EXERCISE: Identify each line below that contains the word "forested", and copy it out.

[Referring expression pointing data]
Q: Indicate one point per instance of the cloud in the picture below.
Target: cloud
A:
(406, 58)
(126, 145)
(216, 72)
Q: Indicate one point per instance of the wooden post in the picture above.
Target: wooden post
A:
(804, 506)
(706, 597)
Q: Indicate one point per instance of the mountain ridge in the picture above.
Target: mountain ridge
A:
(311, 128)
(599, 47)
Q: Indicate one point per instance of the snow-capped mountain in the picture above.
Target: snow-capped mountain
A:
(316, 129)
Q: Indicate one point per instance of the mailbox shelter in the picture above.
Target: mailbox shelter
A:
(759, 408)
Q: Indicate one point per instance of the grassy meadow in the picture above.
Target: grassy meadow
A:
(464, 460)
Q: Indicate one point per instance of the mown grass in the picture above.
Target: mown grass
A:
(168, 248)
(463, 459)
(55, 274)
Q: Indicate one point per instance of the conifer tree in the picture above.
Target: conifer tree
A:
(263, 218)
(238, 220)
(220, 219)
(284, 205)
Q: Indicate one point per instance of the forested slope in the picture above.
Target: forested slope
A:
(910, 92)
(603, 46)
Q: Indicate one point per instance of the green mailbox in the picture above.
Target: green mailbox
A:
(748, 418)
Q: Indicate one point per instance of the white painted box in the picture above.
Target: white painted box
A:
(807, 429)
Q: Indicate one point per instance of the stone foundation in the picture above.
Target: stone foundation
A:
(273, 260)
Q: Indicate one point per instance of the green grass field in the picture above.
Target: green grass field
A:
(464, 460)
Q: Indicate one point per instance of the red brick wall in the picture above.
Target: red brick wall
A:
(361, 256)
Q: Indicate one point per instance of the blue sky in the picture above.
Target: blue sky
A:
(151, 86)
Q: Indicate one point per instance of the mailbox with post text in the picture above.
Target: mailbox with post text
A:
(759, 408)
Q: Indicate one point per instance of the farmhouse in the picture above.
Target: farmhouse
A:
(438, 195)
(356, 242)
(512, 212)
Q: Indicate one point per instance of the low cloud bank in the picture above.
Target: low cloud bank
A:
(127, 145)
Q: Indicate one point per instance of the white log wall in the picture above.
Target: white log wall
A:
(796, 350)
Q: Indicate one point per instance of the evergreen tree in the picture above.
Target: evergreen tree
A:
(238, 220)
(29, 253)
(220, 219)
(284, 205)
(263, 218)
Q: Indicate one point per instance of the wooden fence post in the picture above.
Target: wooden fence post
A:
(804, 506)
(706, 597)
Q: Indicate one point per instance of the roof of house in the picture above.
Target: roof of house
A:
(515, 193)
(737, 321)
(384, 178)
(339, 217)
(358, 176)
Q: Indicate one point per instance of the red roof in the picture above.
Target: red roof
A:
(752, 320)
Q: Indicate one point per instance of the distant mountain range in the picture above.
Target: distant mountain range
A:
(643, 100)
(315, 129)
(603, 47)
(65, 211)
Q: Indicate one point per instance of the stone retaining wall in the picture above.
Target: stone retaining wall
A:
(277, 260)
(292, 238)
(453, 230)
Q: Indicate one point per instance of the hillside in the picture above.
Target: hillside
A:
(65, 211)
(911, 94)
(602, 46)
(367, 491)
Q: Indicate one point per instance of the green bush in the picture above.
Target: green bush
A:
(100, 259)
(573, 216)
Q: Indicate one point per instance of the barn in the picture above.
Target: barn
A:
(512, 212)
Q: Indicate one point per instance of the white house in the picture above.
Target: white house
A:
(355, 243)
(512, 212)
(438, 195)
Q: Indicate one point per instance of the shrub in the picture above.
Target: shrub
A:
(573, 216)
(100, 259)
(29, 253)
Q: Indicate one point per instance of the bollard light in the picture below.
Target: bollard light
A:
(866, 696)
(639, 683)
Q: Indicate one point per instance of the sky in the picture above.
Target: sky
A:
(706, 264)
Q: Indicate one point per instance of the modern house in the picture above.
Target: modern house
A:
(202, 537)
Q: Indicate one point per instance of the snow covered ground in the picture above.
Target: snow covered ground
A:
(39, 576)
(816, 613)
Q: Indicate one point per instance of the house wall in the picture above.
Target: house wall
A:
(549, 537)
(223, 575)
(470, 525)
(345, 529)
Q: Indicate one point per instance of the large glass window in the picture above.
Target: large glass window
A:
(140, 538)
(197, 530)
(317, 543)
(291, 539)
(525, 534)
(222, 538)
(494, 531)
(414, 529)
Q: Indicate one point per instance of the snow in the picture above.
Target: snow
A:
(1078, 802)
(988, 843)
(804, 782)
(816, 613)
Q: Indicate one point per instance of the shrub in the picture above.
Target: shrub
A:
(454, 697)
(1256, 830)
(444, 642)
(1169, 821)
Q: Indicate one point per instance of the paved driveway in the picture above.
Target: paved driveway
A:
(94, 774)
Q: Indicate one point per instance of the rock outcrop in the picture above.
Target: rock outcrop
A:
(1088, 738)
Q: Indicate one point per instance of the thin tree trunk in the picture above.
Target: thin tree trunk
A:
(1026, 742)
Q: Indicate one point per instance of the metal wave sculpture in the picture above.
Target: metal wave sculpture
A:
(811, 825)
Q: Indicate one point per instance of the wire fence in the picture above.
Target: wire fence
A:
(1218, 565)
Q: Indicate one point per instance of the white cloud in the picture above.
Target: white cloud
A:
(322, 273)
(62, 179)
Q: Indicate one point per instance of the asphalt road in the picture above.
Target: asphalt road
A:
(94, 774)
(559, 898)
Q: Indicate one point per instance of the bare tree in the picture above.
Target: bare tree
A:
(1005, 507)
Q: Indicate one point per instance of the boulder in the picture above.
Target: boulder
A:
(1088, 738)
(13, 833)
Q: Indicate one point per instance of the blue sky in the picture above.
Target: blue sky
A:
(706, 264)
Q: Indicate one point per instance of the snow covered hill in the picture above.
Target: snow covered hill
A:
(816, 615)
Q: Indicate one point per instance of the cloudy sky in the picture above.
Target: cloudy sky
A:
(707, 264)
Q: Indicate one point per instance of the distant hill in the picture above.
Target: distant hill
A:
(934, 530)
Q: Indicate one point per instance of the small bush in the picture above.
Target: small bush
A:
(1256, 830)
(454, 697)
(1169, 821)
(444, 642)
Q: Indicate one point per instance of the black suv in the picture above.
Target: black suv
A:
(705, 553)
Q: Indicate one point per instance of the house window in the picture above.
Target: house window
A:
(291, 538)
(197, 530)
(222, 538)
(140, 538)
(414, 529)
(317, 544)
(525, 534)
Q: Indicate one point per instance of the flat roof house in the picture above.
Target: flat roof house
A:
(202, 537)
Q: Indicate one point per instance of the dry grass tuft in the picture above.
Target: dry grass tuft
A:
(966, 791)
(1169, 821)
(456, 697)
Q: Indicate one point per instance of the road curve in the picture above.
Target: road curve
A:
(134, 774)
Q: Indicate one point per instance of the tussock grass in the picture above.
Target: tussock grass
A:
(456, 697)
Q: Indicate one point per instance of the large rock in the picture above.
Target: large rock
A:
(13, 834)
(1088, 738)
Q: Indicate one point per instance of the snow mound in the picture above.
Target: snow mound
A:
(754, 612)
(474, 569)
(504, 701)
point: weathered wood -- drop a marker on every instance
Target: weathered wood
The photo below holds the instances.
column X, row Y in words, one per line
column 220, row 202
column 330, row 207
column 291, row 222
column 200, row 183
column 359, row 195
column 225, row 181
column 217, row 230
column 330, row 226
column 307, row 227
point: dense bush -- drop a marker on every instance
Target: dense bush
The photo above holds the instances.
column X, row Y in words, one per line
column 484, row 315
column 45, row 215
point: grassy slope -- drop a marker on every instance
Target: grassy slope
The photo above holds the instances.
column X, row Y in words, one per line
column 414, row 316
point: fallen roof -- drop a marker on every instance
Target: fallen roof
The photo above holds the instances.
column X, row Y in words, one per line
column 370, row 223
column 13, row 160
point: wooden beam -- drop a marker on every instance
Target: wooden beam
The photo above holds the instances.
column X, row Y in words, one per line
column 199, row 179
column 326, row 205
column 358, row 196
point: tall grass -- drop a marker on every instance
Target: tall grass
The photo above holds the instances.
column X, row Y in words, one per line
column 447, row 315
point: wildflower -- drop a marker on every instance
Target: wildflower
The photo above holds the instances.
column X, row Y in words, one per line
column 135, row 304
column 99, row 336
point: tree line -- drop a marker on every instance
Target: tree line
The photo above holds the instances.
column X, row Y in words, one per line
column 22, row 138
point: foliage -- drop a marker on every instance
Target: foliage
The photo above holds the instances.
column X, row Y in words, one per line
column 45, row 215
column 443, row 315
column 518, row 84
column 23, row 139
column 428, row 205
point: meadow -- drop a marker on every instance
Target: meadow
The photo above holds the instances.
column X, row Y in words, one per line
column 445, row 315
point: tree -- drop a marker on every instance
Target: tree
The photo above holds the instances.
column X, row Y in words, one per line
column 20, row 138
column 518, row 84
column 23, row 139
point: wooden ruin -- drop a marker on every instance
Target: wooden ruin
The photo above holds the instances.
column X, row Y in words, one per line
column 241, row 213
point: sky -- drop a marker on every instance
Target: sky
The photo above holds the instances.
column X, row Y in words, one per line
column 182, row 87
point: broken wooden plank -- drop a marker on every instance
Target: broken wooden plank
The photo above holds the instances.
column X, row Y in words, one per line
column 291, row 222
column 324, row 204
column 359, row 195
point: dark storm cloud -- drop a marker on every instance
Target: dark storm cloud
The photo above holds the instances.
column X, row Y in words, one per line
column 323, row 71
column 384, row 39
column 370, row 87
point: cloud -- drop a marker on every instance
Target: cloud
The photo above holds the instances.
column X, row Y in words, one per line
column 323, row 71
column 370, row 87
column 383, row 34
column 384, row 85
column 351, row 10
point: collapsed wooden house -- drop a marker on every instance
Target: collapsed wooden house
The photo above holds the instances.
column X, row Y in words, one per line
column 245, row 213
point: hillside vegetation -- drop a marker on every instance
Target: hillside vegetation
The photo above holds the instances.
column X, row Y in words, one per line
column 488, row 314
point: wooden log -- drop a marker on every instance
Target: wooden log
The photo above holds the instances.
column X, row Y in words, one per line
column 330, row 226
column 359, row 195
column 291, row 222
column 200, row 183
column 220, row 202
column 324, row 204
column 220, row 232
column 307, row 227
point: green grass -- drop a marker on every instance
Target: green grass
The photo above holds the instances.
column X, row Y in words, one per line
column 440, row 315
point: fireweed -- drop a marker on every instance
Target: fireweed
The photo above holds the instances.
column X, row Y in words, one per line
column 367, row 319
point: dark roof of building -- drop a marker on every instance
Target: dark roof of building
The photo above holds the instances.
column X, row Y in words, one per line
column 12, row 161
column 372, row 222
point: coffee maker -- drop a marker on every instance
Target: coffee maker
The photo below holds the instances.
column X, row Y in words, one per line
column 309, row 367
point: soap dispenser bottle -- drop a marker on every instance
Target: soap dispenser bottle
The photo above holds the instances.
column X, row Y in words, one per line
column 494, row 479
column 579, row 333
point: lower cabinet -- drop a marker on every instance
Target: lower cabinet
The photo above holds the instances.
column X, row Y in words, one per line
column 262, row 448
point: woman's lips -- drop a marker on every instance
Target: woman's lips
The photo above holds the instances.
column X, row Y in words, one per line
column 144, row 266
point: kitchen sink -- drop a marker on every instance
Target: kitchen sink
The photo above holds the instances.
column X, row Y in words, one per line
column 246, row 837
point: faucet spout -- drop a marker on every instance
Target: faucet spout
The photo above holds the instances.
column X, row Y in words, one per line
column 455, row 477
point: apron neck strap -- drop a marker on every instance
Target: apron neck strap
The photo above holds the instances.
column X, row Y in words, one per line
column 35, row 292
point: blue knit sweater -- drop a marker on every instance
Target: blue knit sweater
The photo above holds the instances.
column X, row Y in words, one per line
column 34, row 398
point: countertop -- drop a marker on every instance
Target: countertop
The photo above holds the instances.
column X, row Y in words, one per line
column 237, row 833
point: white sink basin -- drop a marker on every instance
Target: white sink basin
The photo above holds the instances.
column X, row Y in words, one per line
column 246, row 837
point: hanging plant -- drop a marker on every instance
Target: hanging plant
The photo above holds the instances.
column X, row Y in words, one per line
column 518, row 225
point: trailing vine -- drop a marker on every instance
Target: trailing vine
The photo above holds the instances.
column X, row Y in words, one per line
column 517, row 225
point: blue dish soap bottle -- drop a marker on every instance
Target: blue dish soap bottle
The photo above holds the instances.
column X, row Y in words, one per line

ANSWER BOX:
Q: Indicate one point per instance of the forested slope in the picture above.
Target: forested slope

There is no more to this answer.